Unknown Speaker: --Unless we say withdrawal, and if that's right then they can get the first payment and everything in your view, if we reject your argument as to the withdrawal.
Mr. Terheyden: Well, I guess I do view it as running, Your Honor, with one and the same time, February 1, and that the time of the first... the option was the time of the... February 1 a time when the payment schedules could be begin, or as an option, because it's an option here.
Congress has given them an option to do one or the other, and so I view those options as coming into place at one and the same time, and so if the schedule of monthly payments was to begin on February 1, then, since those options run at one and the same time, we view the time for the lump sum payment also to have begun on February 1.
Unknown Speaker: Well, what is your theory, Mr. Terheyden, as to why the statute of limitations should begin running from the date of withdrawal?
Mr. Terheyden: Our theory there, Your Honor, is that Congress has spoken in section 1451(a).
We hunted around, could there be anything which says it only starts... any statutory provision that only starts at the time of the first missed payment.
We couldn't find anything, but section 1451 says that a fiduciary, in this case a trust fund, could bring a lawsuit, may maintain an action if it has been adversely affected by an act or omission of another party.
It may... Congress has said that.
It may bring an action.
Now, at the time the company, an employer withdraws, the trust fund at that time is adversely affected.
The contributions are no longer flowing in, in--
Unknown Speaker: But there is a substitute that the statute provides, this payment... the series of payments, isn't there?
Mr. Terheyden: --Well, that's--
Unknown Speaker: Isn't that a compensation?
Mr. Terheyden: --No.
That's an option.
Again, that's an option.
It's not... it's... I know petitioner has fixated, fixed in on the payment, but I think that's an option.

• EXTRACTED ENTRIES
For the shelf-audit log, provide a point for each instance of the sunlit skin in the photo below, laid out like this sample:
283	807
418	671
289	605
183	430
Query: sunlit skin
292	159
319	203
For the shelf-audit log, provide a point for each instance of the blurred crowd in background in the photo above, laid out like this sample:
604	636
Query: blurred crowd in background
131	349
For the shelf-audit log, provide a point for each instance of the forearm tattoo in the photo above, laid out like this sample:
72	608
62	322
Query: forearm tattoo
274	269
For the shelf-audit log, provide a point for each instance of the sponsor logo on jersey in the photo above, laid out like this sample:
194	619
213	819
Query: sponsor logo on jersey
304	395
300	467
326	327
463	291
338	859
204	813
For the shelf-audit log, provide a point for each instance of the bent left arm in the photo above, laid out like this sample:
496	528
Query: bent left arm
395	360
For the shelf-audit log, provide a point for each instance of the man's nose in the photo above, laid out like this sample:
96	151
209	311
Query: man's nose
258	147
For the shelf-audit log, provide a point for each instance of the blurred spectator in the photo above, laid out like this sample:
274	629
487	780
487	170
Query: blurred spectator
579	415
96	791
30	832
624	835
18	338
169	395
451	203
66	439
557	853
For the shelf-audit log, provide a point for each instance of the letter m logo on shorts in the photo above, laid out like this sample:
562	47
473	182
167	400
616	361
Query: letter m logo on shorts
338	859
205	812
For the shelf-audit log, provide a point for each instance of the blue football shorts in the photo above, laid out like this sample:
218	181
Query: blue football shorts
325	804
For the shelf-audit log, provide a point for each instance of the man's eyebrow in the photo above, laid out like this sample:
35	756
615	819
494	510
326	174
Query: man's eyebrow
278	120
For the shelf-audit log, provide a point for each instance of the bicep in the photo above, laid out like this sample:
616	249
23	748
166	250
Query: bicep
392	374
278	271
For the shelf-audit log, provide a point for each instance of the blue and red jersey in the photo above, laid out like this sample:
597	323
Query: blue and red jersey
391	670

• WHAT IS ASKED
Continue the oral argument transcript about when the statute of limitations starts to run on an employer's withdrawal payments, starting right after its final line.

• IN RESPONSE
It's one or the other.
Unknown Speaker: Well, what would the suit say if the suit were filed the day after their withdrawal?
Mr. Terheyden: In the unlikely event that it was filed the day after the withdrawal they would be asking under 1451(a) for the amount to come from the employer, and I think it would be 1) in an amount of damages to be proved at trial, that's what it would say, and 2)--
Unknown Speaker: Well, what is the wrong?
Mr. Terheyden: --I think at that point in time it's not so much the... a wrong, but what has happened then is, Congress has said at the time... in 1381(a) at the time, employer, you withdraw, you are liable to the trust fund.
It's an instantaneous thing, and I think--
Unknown Speaker: Are you saying, then, you can have a claim for relief that's unripe?
I mean, do you agree that at the point when withdrawal liability kicks in the employer has done nothing wrong?
There's no wrong until there's a payment due that has not been paid.
Mr. Terheyden: --I don't think it's... of course not.
There's not a wrong.
It's not illegal to withdraw, but there's--
Unknown Speaker: So what's the claim for relief for, when all that's been done is something that the statute doesn't say is unlawful?
Mr. Terheyden: --The court has said there's a cause and effect... the court and the Congress has said there's a cause-effect relationship.
They're always speaking in the present tense.
When you withdraw, you are liable to the trust fund, and the court in the Gray case and the Concrete Pipe case--
Unknown Speaker: But liable for what?
If you--
Mr. Terheyden: --You have this obligation to pay your fair share--
Unknown Speaker: --But you don't know what it is.
Mr. Terheyden: --of the unfunded pension benefits.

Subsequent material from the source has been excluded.